Task: Everything from the line with "Rapid-fire round! Name the bounding box of the gecko head" through the last line of the records below should be copied exactly, both ends included.

Data items
/---
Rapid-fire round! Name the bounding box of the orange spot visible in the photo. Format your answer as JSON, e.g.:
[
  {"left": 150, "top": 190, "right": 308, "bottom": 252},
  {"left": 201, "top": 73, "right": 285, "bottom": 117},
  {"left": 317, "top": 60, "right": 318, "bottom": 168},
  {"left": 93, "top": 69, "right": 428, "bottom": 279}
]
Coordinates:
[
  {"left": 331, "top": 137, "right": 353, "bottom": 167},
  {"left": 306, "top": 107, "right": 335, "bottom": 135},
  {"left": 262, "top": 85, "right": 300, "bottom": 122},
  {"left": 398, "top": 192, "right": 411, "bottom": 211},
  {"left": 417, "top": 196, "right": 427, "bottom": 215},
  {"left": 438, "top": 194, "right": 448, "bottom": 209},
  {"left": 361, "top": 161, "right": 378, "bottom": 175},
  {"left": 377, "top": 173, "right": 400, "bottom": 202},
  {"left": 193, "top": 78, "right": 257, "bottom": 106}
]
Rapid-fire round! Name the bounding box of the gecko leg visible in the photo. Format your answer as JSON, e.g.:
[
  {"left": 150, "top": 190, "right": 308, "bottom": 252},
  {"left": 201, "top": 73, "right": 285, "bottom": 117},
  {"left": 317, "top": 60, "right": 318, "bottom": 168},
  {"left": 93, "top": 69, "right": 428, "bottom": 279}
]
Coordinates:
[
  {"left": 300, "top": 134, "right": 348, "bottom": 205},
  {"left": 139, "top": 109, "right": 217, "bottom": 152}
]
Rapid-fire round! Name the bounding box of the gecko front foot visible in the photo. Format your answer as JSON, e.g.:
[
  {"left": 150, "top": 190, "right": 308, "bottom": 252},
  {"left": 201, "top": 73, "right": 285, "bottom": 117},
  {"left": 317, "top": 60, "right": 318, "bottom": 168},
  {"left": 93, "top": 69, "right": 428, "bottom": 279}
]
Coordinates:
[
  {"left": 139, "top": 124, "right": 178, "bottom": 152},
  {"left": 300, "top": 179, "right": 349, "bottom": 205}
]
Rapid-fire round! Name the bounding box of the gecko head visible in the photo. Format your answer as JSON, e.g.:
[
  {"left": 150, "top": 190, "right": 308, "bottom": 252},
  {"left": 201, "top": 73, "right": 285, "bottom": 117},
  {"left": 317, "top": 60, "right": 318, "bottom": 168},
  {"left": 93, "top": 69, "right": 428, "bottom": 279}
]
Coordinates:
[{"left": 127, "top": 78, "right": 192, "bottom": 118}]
\---
Solved exercise:
Rapid-fire round! Name the bounding box of the gecko head visible in the photo. Format your answer as JSON, e.g.:
[
  {"left": 150, "top": 190, "right": 308, "bottom": 252},
  {"left": 201, "top": 73, "right": 285, "bottom": 117},
  {"left": 317, "top": 60, "right": 318, "bottom": 168},
  {"left": 93, "top": 69, "right": 428, "bottom": 279}
]
Coordinates:
[{"left": 127, "top": 78, "right": 192, "bottom": 118}]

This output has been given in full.